» **ACTIVIDAD A**
Reproduce del fragmento sobre la embajada el pasaje comprendido entre "Las cosas destinadas" y "la lista prohibida.", ambos incluidos.
» **ACTIVIDAD B**
Escribe la continuación del fragmento sobre la embajada a partir de su última oración.

» **EXTRACTO DEL DOCUMENTO**
La lista incluye papel, colchas o cobijas (un hondureño siente frío apenas el termómetro se acerca a los 10 grados). “Llevamos una semana tratando de meter una colcha, porque ha hecho un poco de frío, y hasta ayer entró”.

“Tenemos dos meses tratando de meter una almohada para el presidente, y no hemos podido”, dice Alex Valencia, del Comité de Defensa de los Derechos Humanos (Codeh), uno de los responsables del abastecimiento cotidiano a los ocupantes de la legación diplomática.

Los cargadores de teléfonos y los USB son un sueño inútil, al igual que cualquier dispositivo electrónico.

Aunque cuando decidieron quedarse en la embajada, varios periodistas cargaban computadoras y teléfonos celulares, les regatean libretas y plumas. De modo que pueden tener blogs, como el que subió a la red un reportero brasileño, pero no tomar notas.

Hace dos semanas, uno de los huéspedes pidió un cortauñas (otra arma letal). Tardó siete días en llegar a sus manos, y sólo fue posible cuando un funcionario de Naciones Unidas lo echó en su bolsillo. Hace unos días permitieron por vez primera una rasuradora. Y no hay restricciones para la pasta dental, aunque los cepillos los dejan pasar “sólo a veces”.

Cuando los objetos llevan destinatario específico, las cosas pueden ser peores. “Tratan con mucho irrespeto las cosas del presidente, de su esposa, y las de los periodistas”.

Durante mes y medio, la esposa de Zelaya, Xiomara, tuvo que sufrir la falta de dos de sus gustos: pastelillos y coca colas de dieta, Ahora ya se los permiten.

A quien peor le iba era al sacerdote Andrés Tamayo, quien salió de la embajada hace unos días, directo a El Salvador, de donde es originario, puesto que las autoridades hondureñas ya le tenían lista la anulación de su carta de naturalización y, en consecuencia, su deportación del país.

Las cosas destinadas a Tamayo nunca pasaban. “Ese ni es cura”, decían los militares. Y nunca pudo tener los objetos litúrgicos para la misa que oficiaba cada domingo.

En los últimos tres o cuatro días, las cosas se han relajado. No porque haya un cambio en las reglas, sino que, dado el enorme despliegue policíaco-militar que requiere el cercano proceso electoral, la vigilancia de la embajada sufre de falta de personal. Hay ahora mucho menos militares que nunca y la mayoría de los vigilantes son custodios de la penitenciaría y policías traídos del “interior del país, de Choluteca”.

“O son mejor gente, o no saben, o los militares no se han dado cuenta, pero hemos tenido más oportunidad de meter algunas cosas”. Meter, por ejemplo, chocolates, que durante muchas semanas, cuando las medicinas sólo entraban con receta, estuvieron en la lista prohibida.

[Datos de localización de puntos en imágenes]
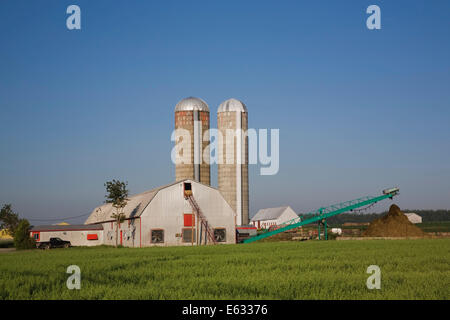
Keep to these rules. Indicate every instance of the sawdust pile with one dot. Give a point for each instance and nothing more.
(394, 224)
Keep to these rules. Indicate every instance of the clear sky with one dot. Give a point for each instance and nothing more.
(358, 110)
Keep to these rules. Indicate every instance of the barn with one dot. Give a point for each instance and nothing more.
(265, 218)
(167, 216)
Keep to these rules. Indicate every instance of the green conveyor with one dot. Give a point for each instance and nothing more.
(323, 213)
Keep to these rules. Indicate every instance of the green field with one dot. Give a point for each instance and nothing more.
(410, 269)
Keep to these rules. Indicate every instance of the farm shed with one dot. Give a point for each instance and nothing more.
(78, 235)
(265, 218)
(413, 217)
(164, 217)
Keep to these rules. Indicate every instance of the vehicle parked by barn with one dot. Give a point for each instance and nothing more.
(53, 243)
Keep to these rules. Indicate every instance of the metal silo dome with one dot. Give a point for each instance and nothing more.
(190, 104)
(232, 105)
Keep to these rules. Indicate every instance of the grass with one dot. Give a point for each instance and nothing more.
(410, 269)
(443, 226)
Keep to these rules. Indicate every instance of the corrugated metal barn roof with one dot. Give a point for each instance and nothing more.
(71, 227)
(135, 206)
(269, 213)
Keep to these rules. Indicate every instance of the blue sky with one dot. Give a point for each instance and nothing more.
(358, 110)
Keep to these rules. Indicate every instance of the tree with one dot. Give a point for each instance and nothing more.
(22, 239)
(9, 220)
(117, 195)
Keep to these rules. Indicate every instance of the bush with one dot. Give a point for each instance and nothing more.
(22, 239)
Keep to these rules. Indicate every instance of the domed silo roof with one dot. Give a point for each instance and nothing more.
(190, 104)
(232, 105)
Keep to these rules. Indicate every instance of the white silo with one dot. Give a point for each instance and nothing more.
(232, 122)
(192, 115)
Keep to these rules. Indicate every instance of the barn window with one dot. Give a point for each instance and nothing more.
(188, 235)
(157, 236)
(187, 189)
(220, 234)
(92, 236)
(36, 236)
(189, 220)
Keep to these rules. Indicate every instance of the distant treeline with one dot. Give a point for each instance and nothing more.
(427, 216)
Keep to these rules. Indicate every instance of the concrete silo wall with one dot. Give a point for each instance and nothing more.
(232, 180)
(185, 120)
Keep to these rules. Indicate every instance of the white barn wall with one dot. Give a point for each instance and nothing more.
(109, 233)
(167, 208)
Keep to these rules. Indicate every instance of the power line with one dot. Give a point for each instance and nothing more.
(66, 218)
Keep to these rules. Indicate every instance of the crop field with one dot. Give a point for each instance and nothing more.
(410, 269)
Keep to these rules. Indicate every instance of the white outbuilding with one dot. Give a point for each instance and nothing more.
(413, 217)
(165, 217)
(265, 218)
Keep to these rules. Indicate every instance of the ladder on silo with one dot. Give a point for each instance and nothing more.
(204, 223)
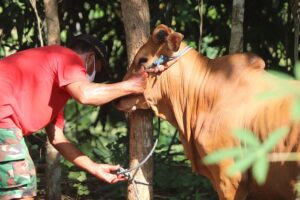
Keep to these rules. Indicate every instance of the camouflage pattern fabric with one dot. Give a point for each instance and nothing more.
(17, 171)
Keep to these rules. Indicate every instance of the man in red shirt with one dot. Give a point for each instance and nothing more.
(35, 84)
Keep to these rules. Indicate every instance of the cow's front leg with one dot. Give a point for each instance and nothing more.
(228, 188)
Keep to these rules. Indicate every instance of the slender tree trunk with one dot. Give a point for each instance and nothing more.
(136, 21)
(200, 10)
(296, 17)
(53, 170)
(236, 39)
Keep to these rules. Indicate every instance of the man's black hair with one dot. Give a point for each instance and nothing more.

» **RESPUESTA A**
Las cosas destinadas a Tamayo nunca pasaban. “Ese ni es cura”, decían los militares. Y nunca pudo tener los objetos litúrgicos para la misa que oficiaba cada domingo.

En los últimos tres o cuatro días, las cosas se han relajado. No porque haya un cambio en las reglas, sino que, dado el enorme despliegue policíaco-militar que requiere el cercano proceso electoral, la vigilancia de la embajada sufre de falta de personal. Hay ahora mucho menos militares que nunca y la mayoría de los vigilantes son custodios de la penitenciaría y policías traídos del “interior del país, de Choluteca”.

“O son mejor gente, o no saben, o los militares no se han dado cuenta, pero hemos tenido más oportunidad de meter algunas cosas”. Meter, por ejemplo, chocolates, que durante muchas semanas, cuando las medicinas sólo entraban con receta, estuvieron en la lista prohibida.

» **RESPUESTA B**
La familia del presidente tiene permitido llevarle comida, que entra junto a las viandas que traen, para los demás, los activistas de derechos humanos, pero es sometida a las mismas revisiones.

“Un taco lo hacen puré de tanto meterle el tenedor”. Al menos ahora la comida ya no es pasada por el olfato de dos perros, como al principio. A los canes los traían del aeropuerto, donde en tiempos normales olisqueaban maletas en busca de drogas. “Eran un labrador y un rottweiler, pero los dejaron de usar luego que el rottweiler se murió de estrés, según nos dijeron los militares”.

La dieta de la mayoría de los ocupantes de la embajada es la “típica hondureña”: arroz, frijoles, plátanos fritos, tortillas, queso, mantequilla. El alcohol está definitivamente proscrito, lo mismo que los cigarros, “aunque los mismos policías se los venden tres veces más caros que en las pulperías (tienditas)”.

Actualmente permanecen en la embajada Zelaya y su esposa, los políticos Carlos Eduardo Reina y Rasel Tomé, un periodista hondureño y otro estadunidense, “algunos de la seguridad”, y otros ciudadanos “que se metieron el día del desalojo”.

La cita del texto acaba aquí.